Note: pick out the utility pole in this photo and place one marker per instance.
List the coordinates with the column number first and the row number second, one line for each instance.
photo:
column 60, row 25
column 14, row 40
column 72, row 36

Problem details: Copy the data above, substituting "lamppost" for every "utility pole" and leaving everything else unchanged.

Answer below:
Note: pick out the lamppost in this photo and place one marker per instance.
List the coordinates with the column number first and the row number second, one line for each instance.
photo:
column 60, row 25
column 14, row 40
column 72, row 36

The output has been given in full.